_Task requirements_
Convert the data below into a Markdown table with the columns Row and Line, giving each line its own row number and leaving out any blank lines.

_Exercise inputs_

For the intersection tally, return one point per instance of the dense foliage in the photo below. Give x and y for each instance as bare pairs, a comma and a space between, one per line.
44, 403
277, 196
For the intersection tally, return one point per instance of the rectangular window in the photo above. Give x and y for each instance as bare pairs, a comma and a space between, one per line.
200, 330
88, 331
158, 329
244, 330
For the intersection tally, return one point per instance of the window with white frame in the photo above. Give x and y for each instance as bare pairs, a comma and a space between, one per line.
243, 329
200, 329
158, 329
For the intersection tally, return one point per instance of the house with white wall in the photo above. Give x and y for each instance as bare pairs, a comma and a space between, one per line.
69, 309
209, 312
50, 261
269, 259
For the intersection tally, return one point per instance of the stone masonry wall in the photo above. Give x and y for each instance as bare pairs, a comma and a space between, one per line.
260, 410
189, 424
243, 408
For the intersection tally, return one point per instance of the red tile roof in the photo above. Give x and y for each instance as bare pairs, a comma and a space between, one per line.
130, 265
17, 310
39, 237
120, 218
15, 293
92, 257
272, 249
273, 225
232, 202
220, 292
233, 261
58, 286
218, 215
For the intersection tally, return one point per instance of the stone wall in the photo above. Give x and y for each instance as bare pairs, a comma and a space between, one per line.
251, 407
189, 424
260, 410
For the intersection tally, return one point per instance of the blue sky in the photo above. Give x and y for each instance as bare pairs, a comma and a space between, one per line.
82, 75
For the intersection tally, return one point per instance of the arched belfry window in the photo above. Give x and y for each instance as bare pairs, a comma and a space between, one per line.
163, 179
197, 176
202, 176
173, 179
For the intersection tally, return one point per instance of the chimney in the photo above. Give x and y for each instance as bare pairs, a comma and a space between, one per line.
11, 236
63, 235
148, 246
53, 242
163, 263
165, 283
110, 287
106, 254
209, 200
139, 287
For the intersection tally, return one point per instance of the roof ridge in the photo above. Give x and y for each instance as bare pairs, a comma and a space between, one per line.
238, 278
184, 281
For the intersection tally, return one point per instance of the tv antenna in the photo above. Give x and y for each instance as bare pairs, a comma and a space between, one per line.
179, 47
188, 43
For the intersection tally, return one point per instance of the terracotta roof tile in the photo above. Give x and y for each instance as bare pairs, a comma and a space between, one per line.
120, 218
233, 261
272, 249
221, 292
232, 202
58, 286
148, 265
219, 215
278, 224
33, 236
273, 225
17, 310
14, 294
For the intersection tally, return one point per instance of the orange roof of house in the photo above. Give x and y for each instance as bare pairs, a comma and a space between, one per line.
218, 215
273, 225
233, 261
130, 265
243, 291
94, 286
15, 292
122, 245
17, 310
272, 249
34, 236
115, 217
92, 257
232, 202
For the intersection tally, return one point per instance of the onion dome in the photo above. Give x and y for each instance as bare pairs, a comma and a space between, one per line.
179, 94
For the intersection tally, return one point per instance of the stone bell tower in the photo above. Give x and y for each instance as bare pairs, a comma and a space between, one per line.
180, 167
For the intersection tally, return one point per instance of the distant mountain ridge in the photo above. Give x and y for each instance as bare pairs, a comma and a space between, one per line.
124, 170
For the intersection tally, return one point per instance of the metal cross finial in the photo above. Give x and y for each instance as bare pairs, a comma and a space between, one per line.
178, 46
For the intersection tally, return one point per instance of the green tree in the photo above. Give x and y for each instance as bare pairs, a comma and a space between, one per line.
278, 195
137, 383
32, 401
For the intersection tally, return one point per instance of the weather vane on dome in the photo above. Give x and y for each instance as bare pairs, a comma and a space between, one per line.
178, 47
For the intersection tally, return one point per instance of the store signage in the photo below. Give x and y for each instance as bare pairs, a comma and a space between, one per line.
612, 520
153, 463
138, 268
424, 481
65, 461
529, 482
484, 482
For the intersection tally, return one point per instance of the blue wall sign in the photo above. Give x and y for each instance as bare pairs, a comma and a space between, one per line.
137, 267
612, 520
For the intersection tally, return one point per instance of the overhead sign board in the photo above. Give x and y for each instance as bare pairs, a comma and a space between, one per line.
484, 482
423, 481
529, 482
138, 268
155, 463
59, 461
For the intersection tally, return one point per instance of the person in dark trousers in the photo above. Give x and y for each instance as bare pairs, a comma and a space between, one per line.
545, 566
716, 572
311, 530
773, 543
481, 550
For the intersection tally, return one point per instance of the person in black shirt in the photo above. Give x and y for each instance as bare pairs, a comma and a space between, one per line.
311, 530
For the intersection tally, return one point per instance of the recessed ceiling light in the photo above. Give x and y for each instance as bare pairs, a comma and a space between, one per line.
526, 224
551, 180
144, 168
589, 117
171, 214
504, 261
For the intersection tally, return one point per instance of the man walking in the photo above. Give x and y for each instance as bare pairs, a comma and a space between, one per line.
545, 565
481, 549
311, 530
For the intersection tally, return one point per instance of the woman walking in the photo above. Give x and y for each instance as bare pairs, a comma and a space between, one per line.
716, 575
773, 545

_Finished answer_
| Row | Line |
|---|---|
| 1 | For the intersection tally, return one point per instance of the dense foliage in the photo below. Give x and y for each instance as bare pairs, a comma and a space between, one per line. |
| 2 | 44, 403 |
| 3 | 277, 196 |
| 4 | For the intersection tally, return one point per instance of the rectangular window in the photo above. Give x and y for each instance as bare pairs, a comma and a space between, one per line. |
| 5 | 200, 330 |
| 6 | 88, 331 |
| 7 | 158, 329 |
| 8 | 244, 330 |
| 9 | For the intersection tally, return one point per instance of the window with white frame in the photo above. Give x and y for each instance as bare pairs, a comma and a space between, one per line. |
| 10 | 243, 329 |
| 11 | 200, 329 |
| 12 | 158, 329 |
| 13 | For the intersection tally, return one point per instance of the house with white wall in the photo above. Give x and y for each instance as bare pairs, a comma and a space between, one per line. |
| 14 | 69, 309 |
| 15 | 209, 312 |
| 16 | 50, 261 |
| 17 | 269, 259 |
| 18 | For the intersection tally, return one point per instance of the stone masonry wall in the photo above. Give x and y for each instance as bare pairs, a comma and a space between, one per line. |
| 19 | 260, 410 |
| 20 | 189, 424 |
| 21 | 243, 408 |
| 22 | For the intersection tally, return one point per instance of the red tile roof in the photo above. Give x and y for each instance as bare pairs, a comma and a space between, one per line. |
| 23 | 130, 265 |
| 24 | 17, 310 |
| 25 | 39, 237 |
| 26 | 120, 218 |
| 27 | 15, 293 |
| 28 | 92, 257 |
| 29 | 272, 249 |
| 30 | 273, 225 |
| 31 | 232, 202 |
| 32 | 220, 292 |
| 33 | 233, 261 |
| 34 | 58, 286 |
| 35 | 218, 215 |
| 36 | For the intersection tally, return one point per instance of the stone wall in the photo above. Give x and y for each instance as bare pairs, a comma and a space between, one per line. |
| 37 | 251, 407 |
| 38 | 189, 424 |
| 39 | 260, 410 |
| 40 | For the intersection tally, return one point per instance of the blue sky in the photo above. Give x and y for each instance as bare pairs, a comma and a space between, one per line. |
| 41 | 82, 75 |
| 42 | For the intersection tally, return one point per instance of the arched belfry window in the photo above. Give x and y for each instance as bare pairs, a comma and a space between, one per line. |
| 43 | 163, 179 |
| 44 | 197, 176 |
| 45 | 202, 176 |
| 46 | 173, 179 |
| 47 | For the intersection tally, return one point per instance of the chimney in the photo above. Give x and y for each instance as bare pairs, a comma and a space between, one per line. |
| 48 | 11, 236 |
| 49 | 63, 235 |
| 50 | 148, 246 |
| 51 | 53, 242 |
| 52 | 163, 263 |
| 53 | 165, 283 |
| 54 | 110, 287 |
| 55 | 106, 254 |
| 56 | 209, 200 |
| 57 | 139, 287 |
| 58 | For the intersection tally, return one point per instance of the roof ridge in the photo above. Give x and y for each instance as bare pairs, a comma and a space between, one per line. |
| 59 | 238, 278 |
| 60 | 184, 281 |
| 61 | For the intersection tally, return one point per instance of the tv antenna in the photo above. Give x and y for each instance as bare pairs, a comma and a space between, one per line. |
| 62 | 179, 47 |
| 63 | 188, 43 |
| 64 | For the intersection tally, return one point per instance of the terracotta roof tile in the photo above. Give x and y for each instance as bare pairs, a comma and a space between, one per line. |
| 65 | 120, 218 |
| 66 | 233, 261 |
| 67 | 272, 249 |
| 68 | 221, 292 |
| 69 | 232, 202 |
| 70 | 58, 286 |
| 71 | 148, 265 |
| 72 | 219, 215 |
| 73 | 278, 224 |
| 74 | 33, 236 |
| 75 | 273, 225 |
| 76 | 17, 310 |
| 77 | 14, 294 |
| 78 | For the intersection tally, return one point per instance of the orange roof of house in the photo above. Give x and y for each instance as bare pairs, a comma and a space between, one per line. |
| 79 | 218, 215 |
| 80 | 273, 225 |
| 81 | 233, 261 |
| 82 | 130, 265 |
| 83 | 243, 291 |
| 84 | 94, 286 |
| 85 | 15, 292 |
| 86 | 122, 245 |
| 87 | 17, 310 |
| 88 | 272, 249 |
| 89 | 34, 236 |
| 90 | 115, 217 |
| 91 | 92, 257 |
| 92 | 232, 202 |
| 93 | For the intersection tally, return one point per instance of the onion dome in the photo above. Give x and y for each instance as bare pairs, a comma and a space between, one per line. |
| 94 | 179, 94 |
| 95 | For the intersection tally, return one point per instance of the stone bell tower in the photo above. Give x and y for each instance as bare pairs, a comma and a space between, one per line. |
| 96 | 180, 167 |
| 97 | For the intersection tally, return one point per instance of the distant mountain ridge in the photo above. Give x and y for each instance as bare pairs, a comma and a space between, one per line. |
| 98 | 124, 170 |
| 99 | For the intersection tally, return one point per instance of the metal cross finial in the photo above. Give x and y for each instance as bare pairs, a comma and a space between, one per line. |
| 100 | 178, 46 |
| 101 | For the intersection tally, return one point per instance of the green tree in the photo above. Give x and y for each instance as bare pairs, a comma and a space between, one per line. |
| 102 | 278, 195 |
| 103 | 137, 383 |
| 104 | 32, 401 |
| 105 | For the intersection tally, return one point per instance of the weather vane on dome in the photo above. Give x and y for each instance as bare pairs, a comma and a space between, one per line. |
| 106 | 178, 47 |
| 107 | For the intersection tally, return one point per instance of the store signage in the photo below. Give x and y for each instance as bare pairs, a comma and a space between, one per line. |
| 108 | 612, 520 |
| 109 | 153, 463 |
| 110 | 138, 268 |
| 111 | 424, 481 |
| 112 | 65, 461 |
| 113 | 529, 482 |
| 114 | 484, 482 |
| 115 | For the intersection tally, return one point per instance of the blue wall sign in the photo above. Give x and y for each instance as bare pairs, a comma and a space between, one per line. |
| 116 | 137, 267 |
| 117 | 612, 520 |
| 118 | For the intersection tally, return one point per instance of the overhead sign board in the photo above. Give x and y for each instance as bare pairs, a comma and a space between, one per line. |
| 119 | 484, 482 |
| 120 | 423, 481 |
| 121 | 529, 482 |
| 122 | 138, 268 |
| 123 | 155, 463 |
| 124 | 59, 461 |
| 125 | For the intersection tally, return one point per instance of the person in dark trousers in the photo above. Give x and y for each instance as bare pairs, a comma and a space between, one per line. |
| 126 | 545, 566 |
| 127 | 716, 572 |
| 128 | 311, 530 |
| 129 | 773, 543 |
| 130 | 481, 550 |
| 131 | For the intersection tally, return one point per instance of the person in black shirt in the photo above. Give x and y for each instance as bare pairs, a comma and a space between, one per line. |
| 132 | 311, 530 |
| 133 | For the intersection tally, return one point per instance of the recessed ceiling light in the photo above. Give x and y for each instance as bare pairs, a comma and a space between, one per line. |
| 134 | 526, 224 |
| 135 | 551, 180 |
| 136 | 144, 168 |
| 137 | 589, 117 |
| 138 | 171, 214 |
| 139 | 504, 261 |
| 140 | For the intersection tally, return one point per instance of the man walking in the photo above. Give x and y for each instance as bare pairs, a comma and a space between, one per line. |
| 141 | 545, 565 |
| 142 | 481, 549 |
| 143 | 311, 530 |
| 144 | For the intersection tally, return one point per instance of the woman walking in the photo above. Give x and y for each instance as bare pairs, a comma and a space between, one per line. |
| 145 | 716, 575 |
| 146 | 773, 545 |